Revise the rows below by replacing "positive clicks" with "foreground clicks" wherever it occurs, leaving all other text unchanged, and omit the pictures from your answer.

*** Opening Data excerpts ***

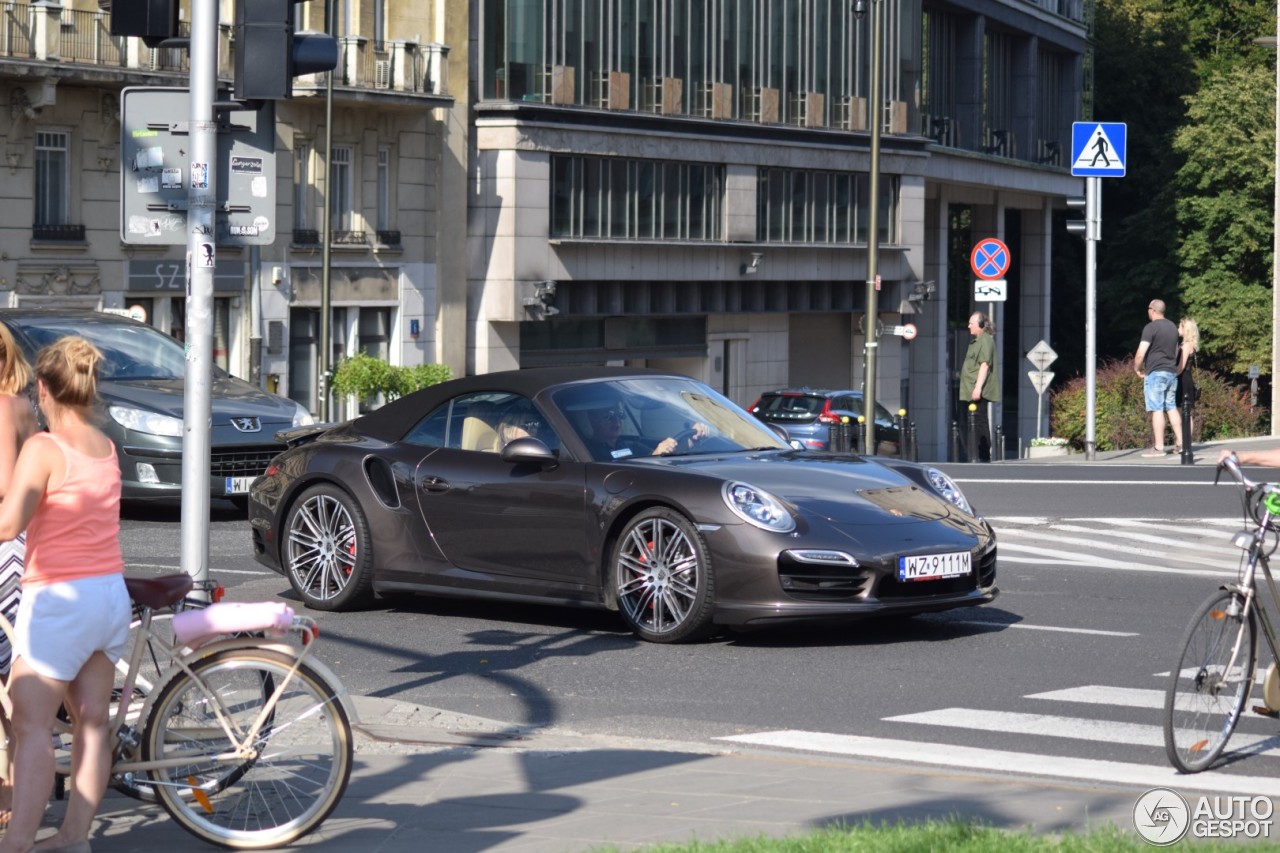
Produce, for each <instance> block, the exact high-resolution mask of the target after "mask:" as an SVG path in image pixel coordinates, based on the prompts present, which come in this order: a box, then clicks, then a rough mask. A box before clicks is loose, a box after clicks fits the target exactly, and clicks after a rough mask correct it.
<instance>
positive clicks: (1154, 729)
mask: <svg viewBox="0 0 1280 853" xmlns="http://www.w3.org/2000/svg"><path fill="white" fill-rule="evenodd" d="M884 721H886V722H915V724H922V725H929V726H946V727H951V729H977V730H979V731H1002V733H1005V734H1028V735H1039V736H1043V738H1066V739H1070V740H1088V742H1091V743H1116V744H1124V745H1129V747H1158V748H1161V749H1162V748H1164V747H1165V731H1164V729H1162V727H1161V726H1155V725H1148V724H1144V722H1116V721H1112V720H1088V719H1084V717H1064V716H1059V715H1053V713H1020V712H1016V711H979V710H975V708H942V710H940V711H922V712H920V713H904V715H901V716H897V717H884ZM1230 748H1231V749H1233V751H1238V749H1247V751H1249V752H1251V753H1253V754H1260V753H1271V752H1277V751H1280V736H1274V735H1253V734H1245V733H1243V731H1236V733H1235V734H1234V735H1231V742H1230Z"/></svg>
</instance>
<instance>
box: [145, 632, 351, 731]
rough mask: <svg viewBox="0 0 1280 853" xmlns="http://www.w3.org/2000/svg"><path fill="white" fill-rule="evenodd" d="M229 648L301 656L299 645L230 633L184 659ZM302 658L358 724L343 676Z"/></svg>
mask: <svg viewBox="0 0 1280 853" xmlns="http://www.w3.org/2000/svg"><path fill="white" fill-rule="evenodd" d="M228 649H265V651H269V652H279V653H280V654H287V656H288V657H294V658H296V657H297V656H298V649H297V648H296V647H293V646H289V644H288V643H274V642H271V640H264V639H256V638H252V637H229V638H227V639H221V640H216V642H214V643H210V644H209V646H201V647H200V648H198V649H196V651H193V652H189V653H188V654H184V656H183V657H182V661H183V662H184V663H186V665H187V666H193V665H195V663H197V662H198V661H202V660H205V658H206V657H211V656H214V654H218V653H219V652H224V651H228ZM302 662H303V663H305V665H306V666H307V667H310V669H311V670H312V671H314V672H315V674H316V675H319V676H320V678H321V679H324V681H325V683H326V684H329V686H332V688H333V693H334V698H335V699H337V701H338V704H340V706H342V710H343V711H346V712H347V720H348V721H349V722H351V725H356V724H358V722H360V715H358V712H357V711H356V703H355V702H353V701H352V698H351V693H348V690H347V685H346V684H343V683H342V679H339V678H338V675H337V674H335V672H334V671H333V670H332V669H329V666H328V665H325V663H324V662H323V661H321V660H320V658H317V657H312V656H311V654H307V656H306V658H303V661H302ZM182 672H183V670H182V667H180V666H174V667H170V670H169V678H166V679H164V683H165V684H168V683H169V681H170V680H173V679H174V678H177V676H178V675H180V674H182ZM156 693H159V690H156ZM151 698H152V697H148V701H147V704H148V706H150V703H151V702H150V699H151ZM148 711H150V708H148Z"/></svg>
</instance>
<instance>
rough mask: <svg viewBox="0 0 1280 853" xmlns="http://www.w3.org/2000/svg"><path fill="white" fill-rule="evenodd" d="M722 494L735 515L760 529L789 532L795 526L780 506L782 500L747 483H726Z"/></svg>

*** Closing Data excerpts ***

# Answer to this exercise
Produce, for each <instance> block, the exact high-resolution mask of the target after "mask:" as an SVG path in image pixel coordinates, based on the prompts present, which come in this order: a box, then clicks, then a rough mask. A box before clicks is loose, a box after clicks fits the target exactly, and clicks after a rough mask correct it.
<instance>
foreground clicks: (1154, 729)
mask: <svg viewBox="0 0 1280 853" xmlns="http://www.w3.org/2000/svg"><path fill="white" fill-rule="evenodd" d="M884 721H886V722H915V724H922V725H929V726H946V727H951V729H977V730H979V731H1002V733H1005V734H1028V735H1039V736H1043V738H1066V739H1070V740H1088V742H1091V743H1116V744H1124V745H1129V747H1158V748H1161V749H1162V748H1164V747H1165V731H1164V729H1162V727H1161V726H1155V725H1148V724H1144V722H1116V721H1112V720H1088V719H1084V717H1064V716H1059V715H1053V713H1020V712H1016V711H979V710H975V708H942V710H940V711H922V712H920V713H904V715H901V716H897V717H884ZM1230 748H1231V749H1233V751H1238V749H1247V751H1249V752H1251V753H1253V754H1260V753H1271V752H1277V751H1280V736H1274V735H1253V734H1245V733H1243V731H1236V733H1235V734H1234V735H1231V742H1230Z"/></svg>
</instance>
<instance>
box: [145, 632, 351, 731]
rough mask: <svg viewBox="0 0 1280 853" xmlns="http://www.w3.org/2000/svg"><path fill="white" fill-rule="evenodd" d="M229 648L301 656L299 645L230 633L184 659ZM302 658L358 724L343 676Z"/></svg>
mask: <svg viewBox="0 0 1280 853" xmlns="http://www.w3.org/2000/svg"><path fill="white" fill-rule="evenodd" d="M228 649H265V651H269V652H279V653H280V654H287V656H288V657H294V658H296V657H297V656H298V649H297V648H296V647H293V646H289V644H288V643H274V642H271V640H264V639H256V638H252V637H229V638H227V639H221V640H216V642H214V643H210V644H209V646H201V647H200V648H198V649H196V651H193V652H189V653H188V654H184V656H183V657H182V661H183V662H184V663H186V665H187V666H193V665H195V663H197V662H198V661H202V660H205V658H206V657H211V656H214V654H218V653H219V652H224V651H228ZM302 662H303V663H305V665H306V666H307V667H310V669H311V670H312V671H314V672H315V674H316V675H319V676H320V678H321V679H324V681H325V683H326V684H329V686H332V688H333V693H334V698H335V699H337V701H338V704H340V706H342V710H343V711H346V712H347V720H348V721H349V722H351V725H356V724H358V722H360V715H358V712H357V711H356V703H355V702H353V701H352V698H351V693H348V690H347V685H346V684H343V683H342V679H339V678H338V675H337V674H335V672H334V671H333V670H332V669H329V666H328V665H325V663H324V662H323V661H321V660H320V658H317V657H312V656H311V654H307V656H306V658H303V661H302ZM182 672H183V670H182V667H180V666H174V667H170V670H169V678H166V679H164V683H165V684H168V683H169V681H170V680H173V679H174V678H177V676H178V675H180V674H182ZM156 693H159V690H156ZM151 698H152V697H148V701H147V704H148V706H150V703H151V702H150V699H151ZM148 711H150V708H148Z"/></svg>
</instance>
<instance>
rough mask: <svg viewBox="0 0 1280 853" xmlns="http://www.w3.org/2000/svg"><path fill="white" fill-rule="evenodd" d="M722 494L735 515L760 529L789 532L795 526L780 506L782 500L747 483H726Z"/></svg>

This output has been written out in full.